Estratto del documento.
19 Luglio 2002 Commenta

L’art. 2236 cod. civ.  pone, come è noto, una limitazione di responsabilità del prestatore d’opera, circoscrivendola ai soli casi di dolo o colpa grave, qualora si trovi di fronte a problemi tecnici di speciale difficoltà.

Come osservato da M. Zana  , la norma, ad una prima lettura, da un lato sembra in contrasto con un’interpretazione rigida dell’art. 1176 cod. civ., dall’altro non sembra accettabile che si preveda, in senso generale, un limite di responsabilità proprio a fronte di problemi di particolare incidenza, tanto più nel nostro caso, su interessi sì rilevanti del danneggiato.
A ben vedere, peraltro, la giurisprudenza  e la migliore dottrina hanno operato, all’interno della previsione dell’art. 2236 cod. civ., una distinzione che merita di essere ricordata: la norma  si applicherebbe soltanto quando in discussione sia la perizia del professionista, non quando, al contrario, ci si trovi di fronte all’imprudenza o all’incuria, auspicandosi, in relazione a queste ultime, giudizi <<improntati a criteri di normale severità>> .

Ma cosa si intende <<per problemi tecnici di speciale difficoltà>> ?  Con riferimento alla professione intellettuale che qui interessa, quella medica, integrano l’astratta previsione normativa i casi che, per essere stati oggetto, nella stessa letteratura medica, di dibattiti e studi dagli esiti tra loro opposti, per la novità della loro emersione, ovvero per essere caratterizzati dalla straordinarietà e particolare eccezionalità del loro manifestarsi, non possono considerarsi ricompresi nel doveroso -rectius diligente- patrimonio culturale, professionale e tecnico del professionista, avuto riguardo, anche in questo caso, alle peculiarità del settore ove svolge la sua attività, e ad uno standard medio di riferimento .

Voci fornite.
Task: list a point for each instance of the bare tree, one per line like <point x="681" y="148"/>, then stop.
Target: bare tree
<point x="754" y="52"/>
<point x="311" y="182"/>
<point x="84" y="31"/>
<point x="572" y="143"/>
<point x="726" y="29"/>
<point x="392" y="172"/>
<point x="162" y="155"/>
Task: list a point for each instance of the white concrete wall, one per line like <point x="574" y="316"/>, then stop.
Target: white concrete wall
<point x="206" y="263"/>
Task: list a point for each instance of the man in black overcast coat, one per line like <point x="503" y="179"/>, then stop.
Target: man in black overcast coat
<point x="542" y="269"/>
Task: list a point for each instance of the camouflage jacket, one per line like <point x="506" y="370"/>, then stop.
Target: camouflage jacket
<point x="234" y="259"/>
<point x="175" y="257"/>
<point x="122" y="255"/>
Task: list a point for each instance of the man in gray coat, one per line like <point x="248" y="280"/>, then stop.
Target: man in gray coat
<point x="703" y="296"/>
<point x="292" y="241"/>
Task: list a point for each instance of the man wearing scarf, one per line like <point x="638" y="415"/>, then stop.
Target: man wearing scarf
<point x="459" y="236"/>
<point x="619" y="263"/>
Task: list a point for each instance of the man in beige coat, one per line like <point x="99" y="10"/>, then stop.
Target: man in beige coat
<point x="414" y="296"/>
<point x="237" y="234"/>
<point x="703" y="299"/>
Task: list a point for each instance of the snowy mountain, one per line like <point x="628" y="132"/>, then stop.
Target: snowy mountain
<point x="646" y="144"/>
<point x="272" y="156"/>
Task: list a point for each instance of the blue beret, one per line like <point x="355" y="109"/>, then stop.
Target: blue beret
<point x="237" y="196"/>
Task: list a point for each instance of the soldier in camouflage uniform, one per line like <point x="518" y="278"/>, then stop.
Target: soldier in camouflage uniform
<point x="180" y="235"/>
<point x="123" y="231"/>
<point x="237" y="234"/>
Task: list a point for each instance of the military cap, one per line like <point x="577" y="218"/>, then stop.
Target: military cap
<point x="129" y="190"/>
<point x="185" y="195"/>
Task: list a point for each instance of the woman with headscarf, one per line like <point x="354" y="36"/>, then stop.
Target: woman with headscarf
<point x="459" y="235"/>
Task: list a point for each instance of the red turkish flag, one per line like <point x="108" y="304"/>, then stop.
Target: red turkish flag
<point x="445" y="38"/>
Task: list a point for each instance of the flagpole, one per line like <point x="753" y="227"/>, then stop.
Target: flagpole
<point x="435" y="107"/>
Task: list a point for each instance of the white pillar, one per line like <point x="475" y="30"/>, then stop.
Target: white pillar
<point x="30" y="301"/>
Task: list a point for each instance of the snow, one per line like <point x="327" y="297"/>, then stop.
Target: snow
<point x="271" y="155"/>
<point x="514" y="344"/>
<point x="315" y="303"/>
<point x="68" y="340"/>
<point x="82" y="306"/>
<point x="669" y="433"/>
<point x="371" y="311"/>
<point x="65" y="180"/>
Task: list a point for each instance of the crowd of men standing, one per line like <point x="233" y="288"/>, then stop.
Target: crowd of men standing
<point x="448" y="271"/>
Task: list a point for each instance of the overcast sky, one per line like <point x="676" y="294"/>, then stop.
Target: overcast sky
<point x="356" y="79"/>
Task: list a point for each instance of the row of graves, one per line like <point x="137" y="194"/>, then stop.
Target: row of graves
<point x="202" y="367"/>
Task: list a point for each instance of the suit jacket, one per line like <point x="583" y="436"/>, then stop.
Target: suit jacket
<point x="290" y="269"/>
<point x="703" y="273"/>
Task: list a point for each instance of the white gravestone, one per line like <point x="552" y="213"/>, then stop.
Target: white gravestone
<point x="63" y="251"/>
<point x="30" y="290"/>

Consegna.
Ricopia alla lettera dal brano sull'art. 2236 cod. civ. la parte che inizia con le parole "Come osservato da" e si chiude dopo "rilevanti del danneggiato.".

Risposta.
Come osservato da M. Zana  , la norma, ad una prima lettura, da un lato sembra in contrasto con un’interpretazione rigida dell’art. 1176 cod. civ., dall’altro non sembra accettabile che si preveda, in senso generale, un limite di responsabilità proprio a fronte di problemi di particolare incidenza, tanto più nel nostro caso, su interessi sì rilevanti del danneggiato.